=== DOCUMENT EXCERPT ===

_ _ _ _

Scene Coordinate Reconstruction Priors: Probabilistic Regularization for SCR Models

Overview

The paper "Scene Coordinate Reconstruction Priors" (2510.12387) introduces a probabilistic framework for training Scene Coordinate Regression (SCR) models, enabling the integration of high-level reconstruction priors into neural Structure-from-Motion (SfM) pipelines. The authors propose both hand-crafted and learned priors—including a 3D point cloud diffusion model—to regularize SCR training, improving scene geometry, camera pose estimation, and downstream tasks such as novel view synthesis and relocalization. The approach is demonstrated on ACE, ACE0, and GLACE frameworks, showing consistent improvements across multiple indoor datasets.

Probabilistic Reformulation of SCR Training

The core contribution is the reformulation of SCR training as a maximum likelihood estimation problem. The SCR model $f$ predicts 3D scene coordinates $\mathbf{y}_i$ for image patches $\mathbf{p}_i$, and training is cast as maximizing the posterior $p(\mathbf{y}|\mathcal{I}_M, \mathbf{h}^*)$, where $\mathcal{I}_M$ are mapping images and $\mathbf{h}^*$ are their poses. The loss function is decomposed into a reprojection error (likelihood term) and a regularization term (prior):

$$-\log p(\mathbf{y}|\mathcal{I}_M, \mathbf{h}^*) \propto L_\text{reproj} - \log p(\mathbf{y})$$

This formulation allows for the seamless integration of priors that encode geometric plausibility, either via explicit depth distributions or learned models.

Hand-Crafted Depth Distribution Priors

Two hand-crafted priors are introduced:

• Laplace Negative Log-Likelihood (NLL): Encourages predicted depths to follow a Laplace distribution fitted to ground truth data, penalizing implausible depth values.
• Wasserstein Distance (WD): Minimizes the Wasserstein distance between the predicted depth distribution and the target Laplace distribution, enforcing both mean and variance constraints.

These priors are lightweight and can be applied per-pixel or per-batch, leveraging the ACE framework's random sampling of scene points.

_ _ _ _

=== TASKS FOR THIS EXERCISE ===
- a) In the summary of scene coordinate reconstruction priors, restate the paragraph beginning "The core contribution is the reformulation" as a short bulleted list that keeps its main facts.
- b) Pick up the summary of scene coordinate reconstruction priors after its last sentence and continue it.
The data that come next are from a different source.

=== RECORDED DATA ===
_ _ _ _

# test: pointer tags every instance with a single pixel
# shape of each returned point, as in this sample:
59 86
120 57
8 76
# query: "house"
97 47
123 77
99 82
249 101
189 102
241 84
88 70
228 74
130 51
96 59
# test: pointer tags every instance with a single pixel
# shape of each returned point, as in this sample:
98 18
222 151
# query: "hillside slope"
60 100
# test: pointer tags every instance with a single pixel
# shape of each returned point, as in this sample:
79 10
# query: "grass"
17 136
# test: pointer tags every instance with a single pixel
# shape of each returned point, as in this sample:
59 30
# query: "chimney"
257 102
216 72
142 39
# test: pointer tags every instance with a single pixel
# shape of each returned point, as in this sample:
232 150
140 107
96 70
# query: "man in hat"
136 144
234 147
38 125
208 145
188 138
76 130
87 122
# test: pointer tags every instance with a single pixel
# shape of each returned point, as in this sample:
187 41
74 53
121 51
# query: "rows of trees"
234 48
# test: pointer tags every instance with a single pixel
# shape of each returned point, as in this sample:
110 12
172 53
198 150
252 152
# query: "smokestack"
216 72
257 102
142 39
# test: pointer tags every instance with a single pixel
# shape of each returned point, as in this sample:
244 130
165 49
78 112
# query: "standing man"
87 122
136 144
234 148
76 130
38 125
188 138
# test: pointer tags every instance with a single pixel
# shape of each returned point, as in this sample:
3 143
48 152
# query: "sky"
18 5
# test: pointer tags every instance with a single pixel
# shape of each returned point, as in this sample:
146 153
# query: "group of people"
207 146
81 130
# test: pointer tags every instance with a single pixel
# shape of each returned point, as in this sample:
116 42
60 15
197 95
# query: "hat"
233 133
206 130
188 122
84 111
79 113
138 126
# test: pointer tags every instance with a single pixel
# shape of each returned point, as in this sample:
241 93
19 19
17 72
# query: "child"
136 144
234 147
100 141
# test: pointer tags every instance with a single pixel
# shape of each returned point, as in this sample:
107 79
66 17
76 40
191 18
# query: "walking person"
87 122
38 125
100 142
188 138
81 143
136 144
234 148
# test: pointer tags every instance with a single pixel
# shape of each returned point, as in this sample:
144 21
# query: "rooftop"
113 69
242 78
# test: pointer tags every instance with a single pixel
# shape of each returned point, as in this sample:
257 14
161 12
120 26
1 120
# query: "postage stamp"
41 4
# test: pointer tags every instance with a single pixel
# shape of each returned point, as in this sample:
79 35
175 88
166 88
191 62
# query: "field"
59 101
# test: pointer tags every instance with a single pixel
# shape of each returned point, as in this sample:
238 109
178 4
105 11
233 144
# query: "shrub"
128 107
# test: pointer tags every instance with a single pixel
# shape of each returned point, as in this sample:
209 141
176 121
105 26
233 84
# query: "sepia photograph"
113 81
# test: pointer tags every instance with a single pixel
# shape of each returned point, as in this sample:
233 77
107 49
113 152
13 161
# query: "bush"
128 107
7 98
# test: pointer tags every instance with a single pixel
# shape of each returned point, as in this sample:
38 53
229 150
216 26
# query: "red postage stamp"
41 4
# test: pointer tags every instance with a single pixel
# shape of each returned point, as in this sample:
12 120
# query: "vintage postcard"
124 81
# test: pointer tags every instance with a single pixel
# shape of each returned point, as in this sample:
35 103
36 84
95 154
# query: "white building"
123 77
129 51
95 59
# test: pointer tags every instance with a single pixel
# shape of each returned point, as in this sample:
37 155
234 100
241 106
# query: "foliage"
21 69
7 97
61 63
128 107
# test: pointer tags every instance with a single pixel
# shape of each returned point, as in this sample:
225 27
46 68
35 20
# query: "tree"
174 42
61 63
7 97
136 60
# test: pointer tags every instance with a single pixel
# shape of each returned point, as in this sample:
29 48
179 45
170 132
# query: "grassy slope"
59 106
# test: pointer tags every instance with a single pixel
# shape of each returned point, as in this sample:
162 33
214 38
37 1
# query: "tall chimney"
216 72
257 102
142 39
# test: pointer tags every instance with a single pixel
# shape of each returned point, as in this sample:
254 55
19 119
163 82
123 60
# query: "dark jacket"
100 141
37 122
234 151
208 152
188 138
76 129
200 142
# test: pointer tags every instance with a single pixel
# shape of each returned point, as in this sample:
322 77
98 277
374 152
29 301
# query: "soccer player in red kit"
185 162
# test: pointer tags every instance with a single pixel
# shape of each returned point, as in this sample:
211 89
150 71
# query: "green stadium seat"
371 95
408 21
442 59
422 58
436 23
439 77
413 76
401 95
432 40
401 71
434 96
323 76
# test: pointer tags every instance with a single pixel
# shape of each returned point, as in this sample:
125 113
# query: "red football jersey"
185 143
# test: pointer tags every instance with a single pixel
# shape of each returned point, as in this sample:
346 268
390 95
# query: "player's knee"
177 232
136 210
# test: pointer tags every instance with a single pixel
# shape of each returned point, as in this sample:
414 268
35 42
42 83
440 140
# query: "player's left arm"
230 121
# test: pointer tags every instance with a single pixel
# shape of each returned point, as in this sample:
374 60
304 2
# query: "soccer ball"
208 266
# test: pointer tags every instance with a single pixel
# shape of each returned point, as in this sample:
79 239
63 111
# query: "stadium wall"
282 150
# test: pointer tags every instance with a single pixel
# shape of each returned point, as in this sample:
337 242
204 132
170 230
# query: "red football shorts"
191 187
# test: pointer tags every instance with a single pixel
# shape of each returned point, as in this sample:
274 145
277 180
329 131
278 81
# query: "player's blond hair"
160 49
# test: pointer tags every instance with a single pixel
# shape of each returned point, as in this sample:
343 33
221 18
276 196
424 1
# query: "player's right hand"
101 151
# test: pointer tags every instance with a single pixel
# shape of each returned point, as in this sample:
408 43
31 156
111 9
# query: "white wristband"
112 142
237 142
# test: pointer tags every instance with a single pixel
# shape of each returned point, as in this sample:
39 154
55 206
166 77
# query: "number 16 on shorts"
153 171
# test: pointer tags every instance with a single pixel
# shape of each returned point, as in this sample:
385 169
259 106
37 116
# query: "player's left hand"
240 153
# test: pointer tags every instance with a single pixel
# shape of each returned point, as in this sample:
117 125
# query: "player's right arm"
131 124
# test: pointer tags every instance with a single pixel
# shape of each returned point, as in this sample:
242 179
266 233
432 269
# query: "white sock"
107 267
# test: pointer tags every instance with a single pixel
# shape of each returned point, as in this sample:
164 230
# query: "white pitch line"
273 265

_ _ _ _

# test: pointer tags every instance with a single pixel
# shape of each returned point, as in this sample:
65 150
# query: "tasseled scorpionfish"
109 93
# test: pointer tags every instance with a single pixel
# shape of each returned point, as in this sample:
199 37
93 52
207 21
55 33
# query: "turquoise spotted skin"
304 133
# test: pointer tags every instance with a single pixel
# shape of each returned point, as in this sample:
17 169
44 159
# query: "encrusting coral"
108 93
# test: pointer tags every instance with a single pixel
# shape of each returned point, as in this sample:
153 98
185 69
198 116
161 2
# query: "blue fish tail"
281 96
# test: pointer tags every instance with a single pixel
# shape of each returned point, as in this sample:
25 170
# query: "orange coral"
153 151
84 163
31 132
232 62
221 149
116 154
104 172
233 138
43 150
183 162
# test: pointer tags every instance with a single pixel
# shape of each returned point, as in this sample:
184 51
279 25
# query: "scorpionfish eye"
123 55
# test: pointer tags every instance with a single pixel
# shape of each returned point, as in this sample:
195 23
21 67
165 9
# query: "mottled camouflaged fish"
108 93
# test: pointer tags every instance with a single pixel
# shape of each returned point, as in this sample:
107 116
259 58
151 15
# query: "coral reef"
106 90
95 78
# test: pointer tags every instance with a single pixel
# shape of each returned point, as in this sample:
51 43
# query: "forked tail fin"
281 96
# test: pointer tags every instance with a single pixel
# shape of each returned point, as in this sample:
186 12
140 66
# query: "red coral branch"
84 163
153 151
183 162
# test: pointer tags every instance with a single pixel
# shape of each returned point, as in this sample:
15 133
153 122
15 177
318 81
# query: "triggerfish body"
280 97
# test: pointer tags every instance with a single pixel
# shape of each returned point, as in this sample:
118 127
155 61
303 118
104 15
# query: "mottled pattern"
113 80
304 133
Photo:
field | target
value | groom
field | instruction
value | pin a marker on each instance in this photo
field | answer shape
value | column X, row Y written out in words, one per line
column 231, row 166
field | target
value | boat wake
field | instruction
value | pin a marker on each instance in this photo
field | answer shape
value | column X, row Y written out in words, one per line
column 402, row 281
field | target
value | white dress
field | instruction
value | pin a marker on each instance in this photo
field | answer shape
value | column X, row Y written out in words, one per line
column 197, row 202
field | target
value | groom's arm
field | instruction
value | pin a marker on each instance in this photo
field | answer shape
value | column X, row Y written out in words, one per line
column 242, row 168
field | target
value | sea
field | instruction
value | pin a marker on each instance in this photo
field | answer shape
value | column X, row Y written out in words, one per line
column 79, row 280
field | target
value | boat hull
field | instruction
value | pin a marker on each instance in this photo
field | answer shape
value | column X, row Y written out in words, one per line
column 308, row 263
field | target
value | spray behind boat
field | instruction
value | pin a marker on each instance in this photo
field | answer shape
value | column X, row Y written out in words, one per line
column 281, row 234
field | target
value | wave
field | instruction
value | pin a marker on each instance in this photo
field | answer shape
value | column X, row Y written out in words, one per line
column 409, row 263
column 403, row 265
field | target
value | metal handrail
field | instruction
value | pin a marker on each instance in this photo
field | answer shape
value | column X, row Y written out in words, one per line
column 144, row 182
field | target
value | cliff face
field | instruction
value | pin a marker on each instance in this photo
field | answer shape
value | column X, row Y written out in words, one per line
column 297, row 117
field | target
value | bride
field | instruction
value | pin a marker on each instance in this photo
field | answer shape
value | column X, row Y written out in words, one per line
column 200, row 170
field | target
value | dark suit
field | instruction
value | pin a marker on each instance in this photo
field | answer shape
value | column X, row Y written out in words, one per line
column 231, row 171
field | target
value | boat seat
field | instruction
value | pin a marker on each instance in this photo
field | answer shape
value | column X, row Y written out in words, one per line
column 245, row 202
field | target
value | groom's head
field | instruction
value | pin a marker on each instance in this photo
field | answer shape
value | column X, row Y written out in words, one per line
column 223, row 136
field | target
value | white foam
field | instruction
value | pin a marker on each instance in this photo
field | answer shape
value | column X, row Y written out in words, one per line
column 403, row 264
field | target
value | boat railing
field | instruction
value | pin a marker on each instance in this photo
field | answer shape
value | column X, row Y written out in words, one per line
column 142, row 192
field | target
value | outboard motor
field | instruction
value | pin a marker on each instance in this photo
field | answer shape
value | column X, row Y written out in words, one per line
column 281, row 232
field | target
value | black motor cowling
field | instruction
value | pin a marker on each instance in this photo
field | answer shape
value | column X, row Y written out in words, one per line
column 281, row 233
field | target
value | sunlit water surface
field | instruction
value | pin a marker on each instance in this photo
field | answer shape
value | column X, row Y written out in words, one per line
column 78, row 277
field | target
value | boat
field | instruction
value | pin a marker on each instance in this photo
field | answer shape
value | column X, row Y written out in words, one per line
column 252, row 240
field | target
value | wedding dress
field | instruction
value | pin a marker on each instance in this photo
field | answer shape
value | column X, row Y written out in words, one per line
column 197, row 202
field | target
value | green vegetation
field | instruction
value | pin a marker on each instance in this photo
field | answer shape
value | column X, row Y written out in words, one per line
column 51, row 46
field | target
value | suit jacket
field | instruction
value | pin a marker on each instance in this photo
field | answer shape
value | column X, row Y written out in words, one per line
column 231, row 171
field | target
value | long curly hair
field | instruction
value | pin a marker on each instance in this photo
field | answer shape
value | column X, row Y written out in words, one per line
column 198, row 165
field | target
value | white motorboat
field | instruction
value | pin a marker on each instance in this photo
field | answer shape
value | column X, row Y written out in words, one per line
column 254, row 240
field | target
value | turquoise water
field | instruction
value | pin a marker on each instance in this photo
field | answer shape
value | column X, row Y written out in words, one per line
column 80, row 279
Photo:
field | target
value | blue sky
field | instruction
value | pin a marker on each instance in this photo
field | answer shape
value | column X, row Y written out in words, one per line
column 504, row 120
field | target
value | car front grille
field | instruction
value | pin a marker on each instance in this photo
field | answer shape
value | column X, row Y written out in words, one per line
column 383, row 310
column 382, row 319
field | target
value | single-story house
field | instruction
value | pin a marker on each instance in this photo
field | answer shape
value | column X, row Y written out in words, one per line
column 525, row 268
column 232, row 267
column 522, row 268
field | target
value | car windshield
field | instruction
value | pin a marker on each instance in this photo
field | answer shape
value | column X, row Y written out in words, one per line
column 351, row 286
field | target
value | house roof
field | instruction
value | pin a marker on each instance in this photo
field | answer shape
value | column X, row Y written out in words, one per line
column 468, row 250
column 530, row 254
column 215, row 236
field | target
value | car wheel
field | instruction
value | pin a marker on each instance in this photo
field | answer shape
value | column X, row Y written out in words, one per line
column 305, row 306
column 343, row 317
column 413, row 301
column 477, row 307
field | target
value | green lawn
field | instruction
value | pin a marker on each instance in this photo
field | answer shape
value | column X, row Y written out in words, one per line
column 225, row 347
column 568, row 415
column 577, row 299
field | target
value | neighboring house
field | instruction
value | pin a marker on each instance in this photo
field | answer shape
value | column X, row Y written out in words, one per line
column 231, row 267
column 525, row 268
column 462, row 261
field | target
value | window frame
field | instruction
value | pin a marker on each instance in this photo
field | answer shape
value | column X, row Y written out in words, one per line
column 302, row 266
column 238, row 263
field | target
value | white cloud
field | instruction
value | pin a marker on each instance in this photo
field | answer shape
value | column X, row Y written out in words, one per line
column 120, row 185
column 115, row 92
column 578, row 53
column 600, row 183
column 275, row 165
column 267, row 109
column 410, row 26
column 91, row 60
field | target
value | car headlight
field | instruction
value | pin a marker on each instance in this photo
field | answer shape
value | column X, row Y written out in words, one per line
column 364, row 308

_ _ _ _

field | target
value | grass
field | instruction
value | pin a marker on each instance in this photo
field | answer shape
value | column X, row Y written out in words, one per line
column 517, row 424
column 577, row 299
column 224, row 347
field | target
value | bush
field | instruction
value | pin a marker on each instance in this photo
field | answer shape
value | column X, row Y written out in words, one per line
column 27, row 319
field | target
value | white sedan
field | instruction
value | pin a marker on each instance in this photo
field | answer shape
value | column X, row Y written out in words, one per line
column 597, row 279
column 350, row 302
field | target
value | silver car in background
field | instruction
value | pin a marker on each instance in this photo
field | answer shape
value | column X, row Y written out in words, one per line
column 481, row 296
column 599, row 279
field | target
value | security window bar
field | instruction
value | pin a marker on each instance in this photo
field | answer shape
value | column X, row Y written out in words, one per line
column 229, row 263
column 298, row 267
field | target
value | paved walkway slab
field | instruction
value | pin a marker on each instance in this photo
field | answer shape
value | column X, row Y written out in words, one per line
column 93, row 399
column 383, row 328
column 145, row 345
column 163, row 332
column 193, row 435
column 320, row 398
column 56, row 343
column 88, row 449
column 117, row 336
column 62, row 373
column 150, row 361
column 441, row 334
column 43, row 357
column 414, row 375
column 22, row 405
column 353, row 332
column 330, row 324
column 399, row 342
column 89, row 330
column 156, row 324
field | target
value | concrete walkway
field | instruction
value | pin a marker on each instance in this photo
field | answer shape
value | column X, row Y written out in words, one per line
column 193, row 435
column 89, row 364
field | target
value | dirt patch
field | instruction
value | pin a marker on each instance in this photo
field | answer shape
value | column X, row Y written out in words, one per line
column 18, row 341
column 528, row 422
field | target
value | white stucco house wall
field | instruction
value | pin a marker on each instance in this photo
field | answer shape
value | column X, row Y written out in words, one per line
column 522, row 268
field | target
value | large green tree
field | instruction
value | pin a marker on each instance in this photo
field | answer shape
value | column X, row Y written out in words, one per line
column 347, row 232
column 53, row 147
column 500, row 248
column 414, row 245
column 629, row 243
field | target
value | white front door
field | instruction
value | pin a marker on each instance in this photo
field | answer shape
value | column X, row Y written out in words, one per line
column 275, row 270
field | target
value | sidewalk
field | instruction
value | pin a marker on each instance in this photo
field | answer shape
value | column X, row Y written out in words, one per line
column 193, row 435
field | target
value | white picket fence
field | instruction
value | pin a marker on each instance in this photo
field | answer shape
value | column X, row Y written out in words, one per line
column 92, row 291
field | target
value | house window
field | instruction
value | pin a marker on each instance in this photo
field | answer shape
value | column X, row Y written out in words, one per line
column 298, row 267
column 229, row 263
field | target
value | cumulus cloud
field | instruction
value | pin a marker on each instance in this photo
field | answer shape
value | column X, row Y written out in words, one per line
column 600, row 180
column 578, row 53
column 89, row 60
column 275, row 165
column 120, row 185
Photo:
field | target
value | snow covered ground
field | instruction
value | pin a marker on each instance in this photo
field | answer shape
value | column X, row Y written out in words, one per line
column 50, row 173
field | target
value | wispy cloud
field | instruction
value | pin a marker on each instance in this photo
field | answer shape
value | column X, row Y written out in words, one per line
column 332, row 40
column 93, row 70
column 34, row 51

_ _ _ _

=== RESULTS IN ORDER ===
- a)
- The main contribution recasts SCR training as a maximum likelihood estimation problem.
- The SCR model f predicts 3D scene coordinates y_i for image patches p_i.
- Training maximizes the posterior p(y | I_M, h*), where I_M are the mapping images and h* are their poses.
- The loss splits into a reprojection error (the likelihood term) and a regularization term (the prior).

- b)
RGB-D Depth Priors

For scenes with measured depth (RGB-D), the prior is centered at the ground truth depth $d_i^*$ for each pixel, with a narrow bandwidth to enforce strong geometric consistency. This is implemented as:

$$\log p(\mathbf{y}_i) \propto \log \text{Lap}(d_i | d_i^*, b')$$

where $b'$ is a small constant (e.g., 10cm).

Learned 3D Point Cloud Diffusion Prior

A key innovation is the use of a 3D point cloud diffusion model as a learned prior. The model is trained offline on ScanNet scenes to capture plausible indoor geometries. During SCR training, the frozen diffusion model provides a gradient of the log-likelihood for the current point cloud, nudging the SCR predictions toward realistic scene layouts.

Figure 1: System overview showing SCR training with reprojection loss and regularization via depth distribution or diffusion priors.

The diffusion prior is only applied after sufficient SCR iterations (post 5k), aligning the diffusion time steps with the SCR optimization trajectory. The prior is masked to exclude points with low reprojection error, focusing regularization on ambiguous regions.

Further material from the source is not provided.